_Zu bearbeiten_:
• a. Mit welcher Summe ist der Preis dotiert, der im Text über den Körber-Preis genannt wird?
• b. Führen Sie den Text über den Körber-Preis nach seinem letzten Satz weiter.
### Vorliegender Text ###
Den mit 750.000 Euro dotierten Körber-Preis 2017 erhält Karsten Danzmann. Foto: Körber-Stiftung/Friedrun Reinhold |
Den
mit 750.000 Euro dotierten Körber-Preis 2017 erhält Karsten Danzmann. Der
deutsche Physiker und sein Team entwickelten die Schlüsseltechnologien,
darunter hochpräzise Laser, mit denen Detektoren in Amerika 2015 erstmals
direkt Gravitationswellen nachweisen konnten. Damit haben Astronomen
buchstäblich ein neues Fenster zum Kosmos aufgestoßen, denn bislang konnten sie
das Weltall nur mit Hilfe elektromagnetischer Wellen erforschen –Licht, Radio-,
Röntgen- oder Gammastrahlung. »Nun hat uns die Schwerkraft gleichsam ihren
eigenen Boten geschickt – die Gravitationswellen«, sagt Danzmann. »Sie eröffnen
die Ära der Gravitationswellen-Astronomie, die bahnbrechend neue Erkenntnisse
verspricht, da 99 Prozent des Universums dunkel sind«. Mit den Mitteln des
Körber-Preises will Danzmann unter anderem die Lasertechnik für erdgestützte
Detektoren weiter verfeinern.
### Material ###
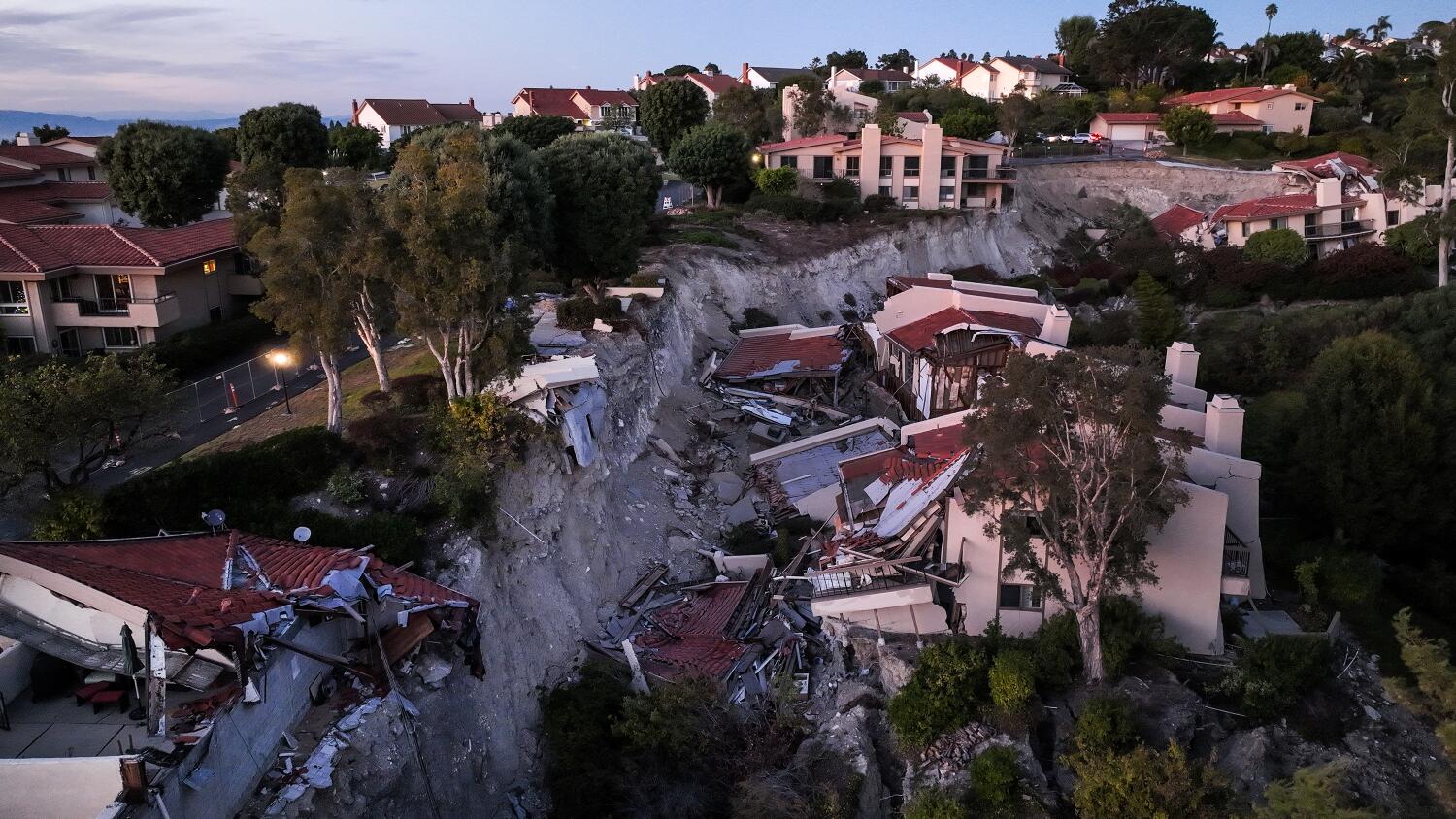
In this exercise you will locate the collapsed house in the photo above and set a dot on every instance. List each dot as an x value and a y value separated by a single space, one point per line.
938 340
149 676
743 630
562 392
###
_Gelöste Aufgaben_:
• a. Mit 750.000 Euro.

• b.
Karsten
Danzmann, 62, studierte Physik und promovierte 1980 an der Universität
Hannover. 1986 ging er an die amerikanische Stanford University, wo er bis 1989
als Physikprofessor wirkte. Von 1993 bis 2001 leitete er die Außenstelle
Hannover des Max-Planck-Instituts (MPI) für Quantenoptik. Seit 2002 ist er
Direktor des MPI für Gravitationsphysik. Parallel dazu lehrt er seit 1993 als
Professor an der Leibniz-Universität Hannover und leitet dort das Institut für
Gravitationsphysik.
Im Herbst
2015 gelang einem weltweiten Team von Physikern eine Sensation: In den
amerikanischen LIGO-Detektoren konnten sie erstmals direkt Gravitationswellen
nachweisen. Dass Gravitationswellen existieren, hatte Albert Einstein bereits
1916 theoretisch vorhergesagt. Gemäß seiner Relativitätstheorie entsteht
Schwerkraft dadurch, dass eine Masse die vierdimensionale Raumzeit krümmt.
Diese kann man sich als straff gespannte Gummimatte vorstellen. Legt man eine
schwere Kugel darauf, beult diese nach unten aus – die Raumzeit krümmt sich. Rollt
danach in der Nähe eine kleinere Kugel vorbei, so wird deren Bahn durch die
Delle der schweren Kugel abgelenkt. Diese Bahnabweichung ist die Wirkung der
Schwerkraft in der Raumzeit.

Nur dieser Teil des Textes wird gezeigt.